─── The records ───
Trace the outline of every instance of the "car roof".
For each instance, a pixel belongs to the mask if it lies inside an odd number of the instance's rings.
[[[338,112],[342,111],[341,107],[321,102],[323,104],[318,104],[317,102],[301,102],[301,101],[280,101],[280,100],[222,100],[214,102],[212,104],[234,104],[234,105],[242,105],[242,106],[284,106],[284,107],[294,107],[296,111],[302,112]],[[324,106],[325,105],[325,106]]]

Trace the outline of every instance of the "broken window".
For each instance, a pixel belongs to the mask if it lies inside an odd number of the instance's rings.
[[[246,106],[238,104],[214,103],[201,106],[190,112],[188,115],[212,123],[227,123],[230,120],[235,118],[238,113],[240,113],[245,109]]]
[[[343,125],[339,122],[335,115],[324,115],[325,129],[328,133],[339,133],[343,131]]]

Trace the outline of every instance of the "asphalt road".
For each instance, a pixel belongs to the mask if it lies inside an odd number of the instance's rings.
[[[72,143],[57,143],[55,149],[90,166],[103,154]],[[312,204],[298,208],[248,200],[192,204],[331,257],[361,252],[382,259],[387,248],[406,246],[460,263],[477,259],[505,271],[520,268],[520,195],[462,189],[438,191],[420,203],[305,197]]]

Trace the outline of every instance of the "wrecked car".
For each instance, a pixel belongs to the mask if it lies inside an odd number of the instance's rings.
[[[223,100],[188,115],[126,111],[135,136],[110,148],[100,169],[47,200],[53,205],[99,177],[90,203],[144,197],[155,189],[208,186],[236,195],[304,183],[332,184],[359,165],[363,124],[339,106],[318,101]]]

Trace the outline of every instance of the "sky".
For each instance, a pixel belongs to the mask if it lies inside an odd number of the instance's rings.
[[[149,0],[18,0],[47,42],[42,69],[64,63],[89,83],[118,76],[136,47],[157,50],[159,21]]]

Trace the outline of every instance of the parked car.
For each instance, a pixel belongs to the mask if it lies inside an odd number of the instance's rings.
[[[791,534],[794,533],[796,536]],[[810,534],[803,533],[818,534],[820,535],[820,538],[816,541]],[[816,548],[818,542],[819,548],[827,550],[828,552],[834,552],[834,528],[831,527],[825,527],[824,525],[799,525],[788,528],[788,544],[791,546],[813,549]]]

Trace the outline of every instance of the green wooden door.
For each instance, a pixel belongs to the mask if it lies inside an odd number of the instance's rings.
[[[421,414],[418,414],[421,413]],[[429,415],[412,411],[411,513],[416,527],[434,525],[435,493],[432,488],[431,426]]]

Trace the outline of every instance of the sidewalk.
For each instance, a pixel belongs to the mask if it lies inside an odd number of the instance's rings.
───
◆ Instructions to follow
Print all of the records above again, keeping every line word for word.

◆ Solution
Trace the outline of every instance of the "car roof".
For each instance, a pixel belongs to the mask if it lies inside an odd number of the instance's rings.
[[[338,112],[342,111],[341,107],[321,102],[323,104],[318,104],[317,102],[301,102],[301,101],[280,101],[280,100],[222,100],[214,102],[212,104],[234,104],[234,105],[242,105],[242,106],[284,106],[284,107],[294,107],[296,111],[302,112]],[[324,106],[325,105],[325,106]]]

Trace the outline of every instance of the "broken window".
For each instance, a pixel belongs to the mask if it lies inside an odd number of the instance's rings.
[[[246,106],[238,104],[214,103],[201,106],[190,112],[188,115],[212,123],[227,123],[230,120],[235,118],[238,113],[240,113],[245,109]]]
[[[343,125],[339,122],[335,115],[324,115],[325,129],[328,133],[339,133],[343,131]]]

Trace the outline of every instance of the "asphalt road".
For each instance, a pixel belongs to the mask if it lies inside an odd number of the instance's rings.
[[[72,143],[57,143],[55,149],[90,166],[103,154]],[[312,204],[298,208],[248,200],[192,204],[331,257],[361,252],[382,259],[387,248],[406,246],[460,263],[477,259],[505,271],[520,268],[520,195],[462,189],[438,191],[420,203],[305,197]]]

Trace the outline of every instance of the "wrecked car".
For each instance, a pixel belongs to the mask if it lies inside an odd number of the instance's rings.
[[[223,100],[188,115],[126,111],[135,136],[110,148],[100,169],[47,200],[53,205],[99,177],[90,203],[144,197],[155,189],[208,186],[236,195],[304,183],[332,184],[359,165],[363,124],[339,106],[318,101]]]

Trace the outline of every instance of the "sky".
For each instance, a pixel belongs to the mask if it lies inside an odd number of the instance's rings.
[[[149,0],[18,0],[47,42],[42,69],[64,63],[89,83],[118,76],[136,47],[157,50],[159,21]]]

Trace the outline of every instance of the parked car.
For each instance, a pixel belongs to the mask if it lies inside an odd number of the instance's rings.
[[[791,534],[794,533],[796,536]],[[810,534],[803,533],[818,534],[820,535],[820,538],[816,541]],[[816,548],[818,542],[819,548],[827,550],[828,552],[834,552],[834,528],[831,527],[825,527],[824,525],[799,525],[788,528],[788,544],[791,546],[813,549]]]

Trace the outline of every instance of the green wooden door.
For each instance, a pixel belongs to the mask if it lies inside an odd number of the instance's rings.
[[[421,414],[418,414],[421,413]],[[429,415],[412,411],[411,513],[416,527],[434,525],[435,493],[432,488],[431,426]]]

Trace the outline of every instance of the sidewalk.
For each instance, a pixel belongs to the mask if it lies inside an odd number of the instance's rings.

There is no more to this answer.